# 2021-22 Waterfowl Guidebook



## Fowlmouth (Oct 4, 2008)

It's here!
2021 Utah Waterfowl Guidebook


----------



## Irish Lad (Jun 3, 2008)

Thanks! Hopefully there's water here in Southern Utah.


----------



## utahbigbull (May 9, 2012)

Thanks Rob!


----------



## MrShane (Jul 21, 2019)

FM,
Thank you for posting, but you let me down.....
you were supposed to get me one more Pintail AND an extra week at the end of the Urban Season.
Seriously though, thank you for hooking us up!


----------



## Fowlmouth (Oct 4, 2008)

MrShane said:


> FM,
> Thank you for posting, but you let me down.....
> you were supposed to get me one more Pintail AND an extra week at the end of the Urban Season.
> Seriously though, thank you for hooking us up!


If I had it my way you would have had your 2 pintails, an extra week of extended goose and a 5 goose limit. Also, NO guiding on WMA’s. The DWR sure tucked tail on the guiding thing when so many are against it.


----------



## MWScott72 (May 23, 2011)

# Information provided

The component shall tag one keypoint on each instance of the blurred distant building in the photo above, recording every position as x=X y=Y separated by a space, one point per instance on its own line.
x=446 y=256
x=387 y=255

# To do
**A)** Give the username of every distinct poster in the waterfowl guidebook thread, listing each name only once.
**B)** Write the next part of the waterfowl guidebook thread, picking up after its final line.
The listing has no connection to the waterfowl guidebook thread.

# Exercise results
**A)** Fowlmouth, Irish Lad, utahbigbull, MrShane, MWScott72

**B)**
Getting me excited! Thanx Rob!


----------



## MrShane (Jul 21, 2019)

I was expecting the one Pintail rule to stick, getting two was a very long shot.
Not getting the extra week at the end of the Urban and also the guiding on WMA thing sure went the opposite direction I thought they would.
I talked to many waterfowlers and not a single one was against the extra week and not a single one was for the guiding.
Hmmmmm.


----------



## Fowlmouth (Oct 4, 2008)

The guiding is getting out of control. Swan season rolls around and every guy with decoys and a boat starts charging $100. Maybe I’m missing out on an opportunity. No thanks! Guides do nothing but benefit from a public resource (birds and WMA’s) Guiding should be banned on all public land period!


----------



## MrShane (Jul 21, 2019)

Don’t lower your standards, you will only end up taking more showers to feel clean again.


----------



## JerryH (Jun 17, 2014)

Fowlmouth said:


> The guiding is getting out of control. Swan season rolls around and every guy with decoys and a boat starts charging $100. Maybe I’m missing out on an opportunity. No thanks! Guides do nothing but benefit from a public resource (birds and WMA’s) Guiding should be banned on all public land period!


I never understood the need for a guide to shoot a bird that decoys to a kitchen trash bag.


----------



## MooseMeat (Dec 27, 2017)

JerryH said:


> I never understood the need for a guide to shoot a bird that decoys to a kitchen trash bag.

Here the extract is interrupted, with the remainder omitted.